*Problem to solve*.
Answer these three questions using the abstract on clonal hematopoiesis in hemodialysis patients:
1. On what date was the session held?
2. How many hemodialysis patients were enrolled in the study?
3. Which CHIP mutation was observed most often?
(Beginning of Study text)
Abstract: TH-PO0446
Association Between Clonal Hematopoiesis of Indeterminate Potential and Cardiovascular Outcomes in Patients on Hemodialysis
Session Information
- Hemodialysis: Novel Markers and Case Reports
November 06, 2025 | Location: Exhibit Hall, Convention Center
Abstract Time: 10:00 AM - 12:00 PM
Category: Dialysis
- 801 Dialysis: Hemodialysis and Frequent Dialysis
Authors
- Jung, Sooyoung, CHA University Bundang Medical Center, Seongnam-si, Gyeonggi-do, Korea (the Republic of)
- Baek, Jihyun, CHA University Bundang Medical Center, Seongnam-si, Gyeonggi-do, Korea (the Republic of)
- Jeong, Hyeyun, CHA University Bundang Medical Center, Seongnam-si, Gyeonggi-do, Korea (the Republic of)
- Lee, So-young, CHA University Bundang Medical Center, Seongnam-si, Gyeonggi-do, Korea (the Republic of)
- Lee, Yu ho, CHA University Bundang Medical Center, Seongnam-si, Gyeonggi-do, Korea (the Republic of)
Background
Clonal hematopoiesis of indeterminate potential (CHIP) is a condition characterized by the presence of a somatic mutation in a hematopoietic stem cell, leading to clonal expansion of blood cells in the absence of cytopenia or hematologic malignancy. Although previous studies have shown associations between CHIP and increased risks of cardiovascular disease in general population and non-dialysis CKD patients, its clinical significance in patients undergoing hemodialysis has not been investigated.
Methods
In total, 383 hemodialysis patients were enrolled in this prospective multicenter cohort study. Targeted sequencing was performed to detect CHIP mutations. The primary outcome was a composite of cardiovascular events.
Results
CHIP mutations were detected in 36.3% of the participants (139/383). Among the CHIP mutations, DNMT3A was the most frequently observed, identified in 48 participants (12.5%), followed by SF3B1 (29, 7.6%), TET2 (22, 5.7%), RIT1 (21, 5.5%), and ASXL1 (8, 2.1%). Patients with CHIP were older and had a higher comorbidity index than those without. Echocardiographic findings were not different across groups. In particular, DNMT3A mutations were significantly more frequent in patients with CV events (p < 0.001). In univariable Cox regression analysis, CHIP were significantly associated with an increased risk for a composite of cardiovascular events (unadjusted hazard ratio [HR] of 1.80; 95% CI of 1.10 – 2.94, p=0.017). This association remained statistically significant after adjusting for multiple confounding factors (adjusted HR of 1.87; 95% CI of 1.11 – 3.14, P=0.018). Among the CHIP-associated genes analyzed, DNMT3A showed the strongest association with adverse cardiovascular outcomes (adjusted HR of 3.23; 95% CI of 1.64 – 6.34, P<0.001).
Conclusion
CHIP mutations are independently associated with an increased risk of a composite of cardiovascular events in hemodialysis patients. These findings suggest that CHIP may serve as a potential biomarker for cardiovascular risk stratification in this high-risk population.
(End of Study text)
(Beginning of Data section)
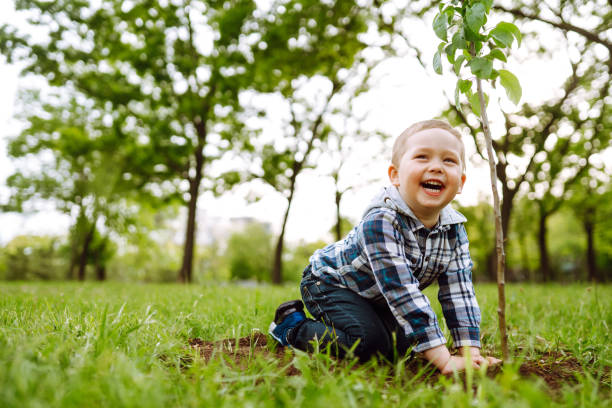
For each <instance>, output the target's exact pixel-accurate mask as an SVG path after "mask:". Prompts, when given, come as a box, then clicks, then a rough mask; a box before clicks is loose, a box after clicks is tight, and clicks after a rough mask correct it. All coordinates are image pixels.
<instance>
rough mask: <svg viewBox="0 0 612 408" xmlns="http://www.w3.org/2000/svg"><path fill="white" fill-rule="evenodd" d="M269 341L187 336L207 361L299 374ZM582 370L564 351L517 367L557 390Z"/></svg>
mask: <svg viewBox="0 0 612 408" xmlns="http://www.w3.org/2000/svg"><path fill="white" fill-rule="evenodd" d="M271 343H273V344H268V336H267V335H265V334H263V333H261V332H253V334H252V335H251V336H249V337H243V338H240V339H224V340H219V341H214V342H212V341H203V340H201V339H198V338H195V339H189V346H190V347H191V348H192V349H195V350H198V351H199V353H200V355H201V356H202V358H204V359H205V360H206V361H207V362H208V361H210V359H212V358H215V356H219V357H222V358H224V359H226V360H229V361H232V362H233V363H234V364H236V365H237V366H239V367H242V368H246V367H247V366H248V365H249V363H250V362H251V361H252V358H253V356H255V355H261V356H266V357H272V358H275V359H277V360H278V363H279V368H280V367H285V370H286V373H285V374H286V375H288V376H292V375H300V374H301V372H300V370H298V369H297V368H295V367H294V366H293V365H292V364H290V361H291V358H290V356H289V357H288V355H287V353H285V349H284V348H283V347H280V346H278V347H277V346H276V342H271ZM425 364H426V363H425V362H424V360H420V359H418V358H415V359H411V360H409V361H408V362H407V365H406V369H407V370H409V371H411V372H413V373H415V374H416V373H417V372H418V371H419V370H420V369H421V368H422V367H423V366H424V365H425ZM502 370H503V367H501V366H497V367H489V369H488V371H487V375H488V376H489V377H491V378H493V377H495V376H497V375H498V374H499V373H501V372H502ZM432 371H433V369H432ZM584 371H585V368H584V367H583V366H582V364H581V363H580V361H579V360H578V359H577V358H576V357H575V356H573V355H572V354H571V353H569V352H567V351H554V352H544V353H541V354H540V355H538V356H536V357H534V358H533V359H527V360H525V361H524V362H523V363H522V364H521V367H520V369H519V373H520V374H521V376H523V377H525V378H534V377H536V378H541V379H542V380H543V381H544V382H545V383H546V385H547V386H548V388H549V389H550V390H551V391H553V392H556V391H559V390H560V389H561V388H562V387H563V385H573V384H576V383H577V379H576V374H579V373H583V372H584ZM605 371H606V374H605V375H604V378H602V379H601V381H602V382H604V381H609V380H610V368H609V367H607V368H606V370H605ZM439 375H440V374H438V373H437V372H433V373H432V375H431V376H427V379H426V381H434V382H435V381H436V379H437V377H438V376H439Z"/></svg>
(End of Data section)
*Result of the task*.
1. November 06, 2025.
2. 383 patients.
3. DNMT3A, found in 48 participants (12.5%).